→ **STATED GOAL**: Repeat every line of the listing below without any changes.

-- START OF SUPPLIED MATERIAL --

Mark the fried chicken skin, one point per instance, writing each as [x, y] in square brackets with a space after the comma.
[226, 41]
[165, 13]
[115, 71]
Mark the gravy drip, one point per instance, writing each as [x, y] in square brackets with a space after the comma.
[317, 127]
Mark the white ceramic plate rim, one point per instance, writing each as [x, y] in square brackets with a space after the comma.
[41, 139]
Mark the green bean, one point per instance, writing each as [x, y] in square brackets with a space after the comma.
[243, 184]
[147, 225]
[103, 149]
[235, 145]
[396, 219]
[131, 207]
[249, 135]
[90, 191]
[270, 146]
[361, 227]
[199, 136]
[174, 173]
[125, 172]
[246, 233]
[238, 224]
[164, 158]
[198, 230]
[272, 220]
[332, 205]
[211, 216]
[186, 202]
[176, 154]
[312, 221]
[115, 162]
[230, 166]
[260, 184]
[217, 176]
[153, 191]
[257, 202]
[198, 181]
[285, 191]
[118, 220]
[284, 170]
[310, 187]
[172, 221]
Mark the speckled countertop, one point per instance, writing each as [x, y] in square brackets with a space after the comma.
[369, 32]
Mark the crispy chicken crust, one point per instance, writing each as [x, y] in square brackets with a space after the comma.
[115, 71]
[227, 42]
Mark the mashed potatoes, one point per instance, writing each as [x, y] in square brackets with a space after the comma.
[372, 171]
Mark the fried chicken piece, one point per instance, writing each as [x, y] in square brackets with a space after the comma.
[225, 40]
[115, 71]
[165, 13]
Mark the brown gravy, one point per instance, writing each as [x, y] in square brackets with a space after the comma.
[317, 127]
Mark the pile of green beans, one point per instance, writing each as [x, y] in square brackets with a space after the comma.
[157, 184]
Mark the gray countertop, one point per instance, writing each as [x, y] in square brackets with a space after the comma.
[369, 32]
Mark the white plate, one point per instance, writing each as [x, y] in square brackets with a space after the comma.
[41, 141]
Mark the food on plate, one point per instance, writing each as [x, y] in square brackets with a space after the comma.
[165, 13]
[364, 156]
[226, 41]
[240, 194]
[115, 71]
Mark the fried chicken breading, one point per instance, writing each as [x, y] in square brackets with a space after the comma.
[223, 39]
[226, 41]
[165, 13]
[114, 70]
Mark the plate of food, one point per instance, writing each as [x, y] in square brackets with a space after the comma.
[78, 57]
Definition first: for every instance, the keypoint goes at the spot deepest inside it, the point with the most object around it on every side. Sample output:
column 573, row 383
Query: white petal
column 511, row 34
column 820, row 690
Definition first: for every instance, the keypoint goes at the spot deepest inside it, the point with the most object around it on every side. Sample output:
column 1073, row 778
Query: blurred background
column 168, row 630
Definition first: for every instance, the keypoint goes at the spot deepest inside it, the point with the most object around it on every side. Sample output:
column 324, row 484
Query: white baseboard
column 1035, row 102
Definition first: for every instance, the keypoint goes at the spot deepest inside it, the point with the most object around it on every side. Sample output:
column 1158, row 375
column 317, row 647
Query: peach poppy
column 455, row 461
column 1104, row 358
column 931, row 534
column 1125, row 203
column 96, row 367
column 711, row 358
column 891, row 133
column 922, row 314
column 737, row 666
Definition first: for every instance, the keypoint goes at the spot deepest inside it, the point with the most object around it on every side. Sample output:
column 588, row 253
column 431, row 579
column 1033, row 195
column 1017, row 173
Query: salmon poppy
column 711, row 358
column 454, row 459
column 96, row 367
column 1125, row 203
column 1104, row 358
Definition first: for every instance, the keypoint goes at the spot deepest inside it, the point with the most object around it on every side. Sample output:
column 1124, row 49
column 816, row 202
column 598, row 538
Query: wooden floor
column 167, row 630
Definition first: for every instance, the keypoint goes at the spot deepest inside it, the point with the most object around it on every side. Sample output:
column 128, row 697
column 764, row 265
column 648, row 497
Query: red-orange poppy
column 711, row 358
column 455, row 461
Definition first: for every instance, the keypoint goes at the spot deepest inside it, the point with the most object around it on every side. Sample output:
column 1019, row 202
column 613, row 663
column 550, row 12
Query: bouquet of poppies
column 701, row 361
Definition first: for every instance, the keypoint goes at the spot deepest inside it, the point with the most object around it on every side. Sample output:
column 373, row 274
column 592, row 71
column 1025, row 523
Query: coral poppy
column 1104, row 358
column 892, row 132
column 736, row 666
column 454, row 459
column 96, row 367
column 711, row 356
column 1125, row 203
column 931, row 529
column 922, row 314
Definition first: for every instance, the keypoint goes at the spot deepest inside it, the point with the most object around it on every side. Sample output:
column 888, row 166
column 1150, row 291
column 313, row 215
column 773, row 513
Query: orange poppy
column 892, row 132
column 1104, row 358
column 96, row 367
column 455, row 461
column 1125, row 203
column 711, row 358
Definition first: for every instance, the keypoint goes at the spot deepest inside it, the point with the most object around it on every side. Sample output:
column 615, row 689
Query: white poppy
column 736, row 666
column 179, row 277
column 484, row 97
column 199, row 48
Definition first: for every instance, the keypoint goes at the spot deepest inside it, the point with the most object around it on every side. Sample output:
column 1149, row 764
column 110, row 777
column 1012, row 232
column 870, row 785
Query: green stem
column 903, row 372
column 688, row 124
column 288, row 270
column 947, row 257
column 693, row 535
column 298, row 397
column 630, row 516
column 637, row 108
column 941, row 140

-- END OF SUPPLIED MATERIAL --

→ **FINAL RESULT**:
Mark the fried chicken skin, one point per instance, writing each as [x, y] in square brackets with a space after the comma.
[226, 41]
[165, 13]
[115, 71]
Mark the gravy drip, one point per instance, writing each as [x, y] in square brackets with a space after the comma.
[317, 127]
Mark the white ceramic plate rim, one point per instance, writing each as [x, y] in square brackets with a space after the comma.
[41, 139]
Mark the green bean, one point per instance, writing each as [x, y] in square brackets with a space after the comma.
[243, 184]
[147, 225]
[103, 149]
[235, 145]
[396, 219]
[131, 207]
[249, 135]
[90, 191]
[270, 146]
[361, 227]
[199, 136]
[174, 173]
[125, 172]
[246, 233]
[238, 224]
[164, 158]
[198, 230]
[272, 220]
[332, 205]
[211, 216]
[186, 202]
[176, 154]
[312, 221]
[115, 162]
[230, 166]
[260, 184]
[217, 176]
[153, 191]
[257, 202]
[198, 181]
[285, 191]
[118, 220]
[284, 170]
[310, 187]
[172, 221]
Mark the speckled countertop, one point per instance, writing each as [x, y] in square brackets with a space after the comma.
[369, 32]
Mark the crispy chicken crust, one point per instance, writing each as [x, y] in square brackets with a space after the comma.
[115, 71]
[227, 42]
Mark the mashed potatoes, one point per instance, writing each as [x, y] in square brackets with a space after the comma.
[372, 171]
Mark the fried chicken piece, one point per instance, writing each as [x, y] in square brackets with a space after the comma.
[225, 40]
[115, 71]
[165, 13]
Mark the brown gravy, one point per instance, writing each as [x, y] in square brackets with a space after the comma.
[317, 127]
Mark the pile of green beans, one point per instance, writing each as [x, y] in square brackets with a space after the comma.
[157, 184]
Mark the gray countertop, one point per instance, writing each as [x, y] in square brackets with a space after the comma.
[369, 32]
Mark the white plate, one point per instance, writing each as [x, y] in square brackets with a space after the comma.
[41, 141]
Mark the food on plate, one point per instance, writing each as [x, y] in square brackets with a space after the comma.
[165, 13]
[364, 156]
[226, 41]
[240, 194]
[115, 71]
Mark the fried chicken breading, one point per instance, writing each as [x, y] in square brackets with a space after the comma.
[223, 39]
[226, 41]
[165, 13]
[114, 70]
Mark the plate of food, one point per instance, writing each as [x, y] in square brackets with a space after the comma.
[78, 57]
Definition first: for every instance, the keypoint goes at the spot deepest inside it, the point with the most object around it on every side. Sample output:
column 573, row 383
Query: white petal
column 511, row 34
column 820, row 690
Definition first: for every instance, the keypoint goes at the spot deepest inside it, the point with the most object around it on every side. Sample output:
column 1073, row 778
Query: blurred background
column 168, row 630
Definition first: for every instance, the keypoint goes at the spot deepest inside it, the point with the most object around it on every side. Sample output:
column 324, row 484
Query: white baseboard
column 1035, row 102
Definition first: for every instance, the keypoint goes at the spot deepest inside it, the point with the most object around it on every side. Sample output:
column 1158, row 375
column 317, row 647
Query: peach poppy
column 455, row 461
column 1104, row 358
column 931, row 534
column 1125, row 203
column 96, row 367
column 711, row 358
column 891, row 133
column 922, row 314
column 737, row 666
Definition first: for every instance, the keypoint goes at the spot deepest inside it, the point with the most object around it on every side. Sample output:
column 588, row 253
column 431, row 579
column 1033, row 195
column 1017, row 173
Query: salmon poppy
column 711, row 358
column 454, row 459
column 96, row 367
column 1125, row 203
column 1104, row 358
Definition first: for every instance, the keypoint goes at the spot deepest inside it, the point with the most object around it on every side. Sample output:
column 1124, row 49
column 816, row 202
column 598, row 538
Query: wooden floor
column 167, row 630
Definition first: for every instance, the keypoint goes at the spot deepest inside it, the point with the most object around it on every side. Sample output:
column 128, row 697
column 764, row 265
column 648, row 497
Query: red-orange poppy
column 711, row 358
column 455, row 461
Definition first: for every instance, the keypoint goes at the spot deepest inside it, the point with the most object around it on every side. Sample output:
column 1019, row 202
column 613, row 663
column 550, row 12
Query: bouquet of poppies
column 701, row 361
Definition first: for every instance, the keypoint goes at the spot deepest inside it, the point with the most object around it on every side. Sample output:
column 373, row 274
column 592, row 71
column 1025, row 523
Query: coral poppy
column 1104, row 358
column 892, row 132
column 736, row 666
column 454, row 459
column 96, row 367
column 711, row 356
column 1125, row 203
column 931, row 529
column 922, row 314
Definition first: for every instance, the keypoint goes at the spot deepest inside it, the point with the most object around it on every side. Sample output:
column 888, row 166
column 1150, row 291
column 313, row 215
column 773, row 513
Query: orange poppy
column 892, row 132
column 1104, row 358
column 96, row 367
column 455, row 461
column 1125, row 203
column 711, row 358
Definition first: for every instance, the keypoint goes at the spot deepest inside it, the point with the most object around it on every side. Sample output:
column 615, row 689
Query: white poppy
column 736, row 666
column 179, row 277
column 484, row 97
column 199, row 48
Definition first: for every instance, the keypoint goes at the spot deepest inside it, the point with the most object around it on every side. Sample output:
column 1149, row 764
column 110, row 777
column 1012, row 232
column 870, row 785
Query: green stem
column 903, row 372
column 688, row 124
column 288, row 270
column 947, row 257
column 693, row 535
column 298, row 397
column 630, row 516
column 637, row 108
column 941, row 140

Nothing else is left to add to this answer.